**Required work**
Your answer must be the exact lines from the one holding "Put a dot on each instance of the wood grain" through the final line of the records below, both included, and nothing more.

=== Records for this task ===

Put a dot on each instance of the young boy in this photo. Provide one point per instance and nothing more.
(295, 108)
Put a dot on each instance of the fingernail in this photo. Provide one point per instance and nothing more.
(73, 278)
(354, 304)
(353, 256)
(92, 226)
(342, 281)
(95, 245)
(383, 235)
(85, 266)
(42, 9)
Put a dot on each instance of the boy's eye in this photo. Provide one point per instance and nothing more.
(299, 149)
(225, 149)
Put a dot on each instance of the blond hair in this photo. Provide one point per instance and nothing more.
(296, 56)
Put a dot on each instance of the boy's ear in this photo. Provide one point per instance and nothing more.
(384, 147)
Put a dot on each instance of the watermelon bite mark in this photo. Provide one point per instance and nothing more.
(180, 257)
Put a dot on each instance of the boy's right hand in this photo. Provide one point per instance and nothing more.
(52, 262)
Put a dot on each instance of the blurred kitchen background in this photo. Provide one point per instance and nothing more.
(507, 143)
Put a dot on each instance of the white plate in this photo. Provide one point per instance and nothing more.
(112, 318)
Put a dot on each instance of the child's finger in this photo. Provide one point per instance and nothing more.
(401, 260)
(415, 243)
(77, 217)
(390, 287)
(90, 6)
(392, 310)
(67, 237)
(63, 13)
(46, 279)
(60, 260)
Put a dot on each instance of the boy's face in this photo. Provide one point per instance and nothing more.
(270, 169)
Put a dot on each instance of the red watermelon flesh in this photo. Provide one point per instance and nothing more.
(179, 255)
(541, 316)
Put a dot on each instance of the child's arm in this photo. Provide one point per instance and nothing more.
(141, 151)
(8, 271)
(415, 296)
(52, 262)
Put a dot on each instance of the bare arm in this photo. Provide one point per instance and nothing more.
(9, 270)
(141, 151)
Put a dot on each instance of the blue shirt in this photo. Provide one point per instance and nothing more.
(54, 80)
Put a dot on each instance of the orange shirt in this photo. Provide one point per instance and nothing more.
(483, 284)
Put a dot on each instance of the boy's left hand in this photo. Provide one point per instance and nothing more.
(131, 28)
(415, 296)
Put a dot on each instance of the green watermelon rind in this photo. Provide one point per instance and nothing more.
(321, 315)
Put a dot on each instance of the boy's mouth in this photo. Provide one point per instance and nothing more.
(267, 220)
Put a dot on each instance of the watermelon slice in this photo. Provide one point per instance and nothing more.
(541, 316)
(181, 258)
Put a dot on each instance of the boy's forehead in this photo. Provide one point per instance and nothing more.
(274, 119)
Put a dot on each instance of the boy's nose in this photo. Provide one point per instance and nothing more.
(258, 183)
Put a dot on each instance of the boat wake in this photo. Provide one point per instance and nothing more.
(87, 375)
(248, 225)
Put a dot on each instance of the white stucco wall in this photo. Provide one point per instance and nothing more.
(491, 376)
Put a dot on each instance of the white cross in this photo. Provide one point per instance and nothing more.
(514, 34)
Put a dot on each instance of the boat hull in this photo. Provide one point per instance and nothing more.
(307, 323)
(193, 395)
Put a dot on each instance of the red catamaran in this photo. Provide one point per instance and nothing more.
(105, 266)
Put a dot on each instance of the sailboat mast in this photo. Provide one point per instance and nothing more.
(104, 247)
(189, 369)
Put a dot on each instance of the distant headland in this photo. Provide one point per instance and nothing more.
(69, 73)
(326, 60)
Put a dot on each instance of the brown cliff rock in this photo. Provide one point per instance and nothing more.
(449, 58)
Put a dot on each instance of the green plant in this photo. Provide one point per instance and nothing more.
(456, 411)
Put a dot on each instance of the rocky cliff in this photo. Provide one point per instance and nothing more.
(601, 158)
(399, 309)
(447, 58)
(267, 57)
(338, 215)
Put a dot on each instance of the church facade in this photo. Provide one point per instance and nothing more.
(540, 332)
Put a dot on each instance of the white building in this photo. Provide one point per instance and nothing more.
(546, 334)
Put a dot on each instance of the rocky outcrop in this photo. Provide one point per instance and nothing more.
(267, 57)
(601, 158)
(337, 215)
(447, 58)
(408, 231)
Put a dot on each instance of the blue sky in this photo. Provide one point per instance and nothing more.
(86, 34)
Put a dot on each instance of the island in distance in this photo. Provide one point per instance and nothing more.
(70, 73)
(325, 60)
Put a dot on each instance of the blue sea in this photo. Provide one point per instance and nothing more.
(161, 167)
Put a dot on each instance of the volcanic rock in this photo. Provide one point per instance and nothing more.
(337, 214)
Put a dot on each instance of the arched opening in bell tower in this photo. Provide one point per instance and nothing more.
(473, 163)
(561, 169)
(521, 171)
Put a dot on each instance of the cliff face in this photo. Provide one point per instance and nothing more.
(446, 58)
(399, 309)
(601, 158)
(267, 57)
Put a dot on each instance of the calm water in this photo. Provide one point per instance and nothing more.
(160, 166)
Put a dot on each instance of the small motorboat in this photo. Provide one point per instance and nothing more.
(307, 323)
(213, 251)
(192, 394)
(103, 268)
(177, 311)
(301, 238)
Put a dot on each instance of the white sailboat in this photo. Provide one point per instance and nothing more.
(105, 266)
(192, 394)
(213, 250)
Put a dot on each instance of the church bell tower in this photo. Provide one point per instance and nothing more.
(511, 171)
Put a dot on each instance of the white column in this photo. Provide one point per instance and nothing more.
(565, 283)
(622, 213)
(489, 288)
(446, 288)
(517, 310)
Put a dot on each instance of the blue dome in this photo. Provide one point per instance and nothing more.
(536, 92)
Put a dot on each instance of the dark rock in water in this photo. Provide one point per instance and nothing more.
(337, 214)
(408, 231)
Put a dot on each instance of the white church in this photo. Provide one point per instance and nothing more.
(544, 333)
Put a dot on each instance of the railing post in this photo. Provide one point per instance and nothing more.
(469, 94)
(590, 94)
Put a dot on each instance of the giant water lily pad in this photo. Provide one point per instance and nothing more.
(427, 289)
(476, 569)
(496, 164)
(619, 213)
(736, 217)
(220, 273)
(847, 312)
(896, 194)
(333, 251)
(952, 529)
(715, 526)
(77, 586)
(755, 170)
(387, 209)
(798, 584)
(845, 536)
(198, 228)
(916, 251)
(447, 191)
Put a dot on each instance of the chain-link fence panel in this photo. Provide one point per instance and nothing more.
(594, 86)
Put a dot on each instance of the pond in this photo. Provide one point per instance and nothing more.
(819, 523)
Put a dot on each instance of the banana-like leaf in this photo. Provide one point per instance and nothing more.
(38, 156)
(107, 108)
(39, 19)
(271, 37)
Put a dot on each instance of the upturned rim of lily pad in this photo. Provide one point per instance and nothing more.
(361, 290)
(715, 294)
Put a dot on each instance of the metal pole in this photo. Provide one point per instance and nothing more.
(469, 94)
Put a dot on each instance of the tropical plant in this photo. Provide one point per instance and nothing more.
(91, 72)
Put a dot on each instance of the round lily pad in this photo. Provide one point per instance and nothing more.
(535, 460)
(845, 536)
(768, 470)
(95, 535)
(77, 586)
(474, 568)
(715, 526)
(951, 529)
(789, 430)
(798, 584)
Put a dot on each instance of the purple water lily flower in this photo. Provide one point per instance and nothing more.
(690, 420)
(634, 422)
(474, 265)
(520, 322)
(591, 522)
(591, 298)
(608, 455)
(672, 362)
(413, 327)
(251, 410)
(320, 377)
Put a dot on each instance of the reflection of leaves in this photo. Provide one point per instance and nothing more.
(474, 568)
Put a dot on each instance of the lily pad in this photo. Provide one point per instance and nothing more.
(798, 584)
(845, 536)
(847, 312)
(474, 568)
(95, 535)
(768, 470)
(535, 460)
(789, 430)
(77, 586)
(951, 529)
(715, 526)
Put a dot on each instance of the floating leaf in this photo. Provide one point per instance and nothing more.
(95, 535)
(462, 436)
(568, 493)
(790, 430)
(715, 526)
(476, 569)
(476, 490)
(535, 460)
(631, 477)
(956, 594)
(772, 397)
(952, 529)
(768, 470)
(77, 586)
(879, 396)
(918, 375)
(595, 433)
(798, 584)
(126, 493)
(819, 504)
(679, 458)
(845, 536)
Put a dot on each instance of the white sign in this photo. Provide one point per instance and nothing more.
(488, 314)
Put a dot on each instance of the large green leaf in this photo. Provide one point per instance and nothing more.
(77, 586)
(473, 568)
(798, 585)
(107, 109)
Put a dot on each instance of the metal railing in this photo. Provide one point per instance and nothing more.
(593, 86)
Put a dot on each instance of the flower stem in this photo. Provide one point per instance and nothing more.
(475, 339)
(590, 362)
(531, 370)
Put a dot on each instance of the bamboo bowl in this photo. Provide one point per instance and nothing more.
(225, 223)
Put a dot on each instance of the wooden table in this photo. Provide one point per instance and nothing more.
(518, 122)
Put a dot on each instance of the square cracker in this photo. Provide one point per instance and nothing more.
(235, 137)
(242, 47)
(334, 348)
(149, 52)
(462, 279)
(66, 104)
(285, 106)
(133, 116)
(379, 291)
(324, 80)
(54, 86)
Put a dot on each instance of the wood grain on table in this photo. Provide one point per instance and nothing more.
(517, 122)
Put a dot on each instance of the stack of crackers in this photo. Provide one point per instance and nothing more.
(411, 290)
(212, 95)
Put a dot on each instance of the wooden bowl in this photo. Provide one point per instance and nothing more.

===

**Exercise response**
Put a dot on each instance of the wood grain on table in this photo. Provide one point per instance and nothing more.
(517, 122)
Put a dot on each instance of the stack of crackers in this photo. Provide one point per instance and nothing more.
(411, 290)
(212, 95)
Put a dot on each instance of the wooden bowl in this photo. Provide one point per instance and nothing more.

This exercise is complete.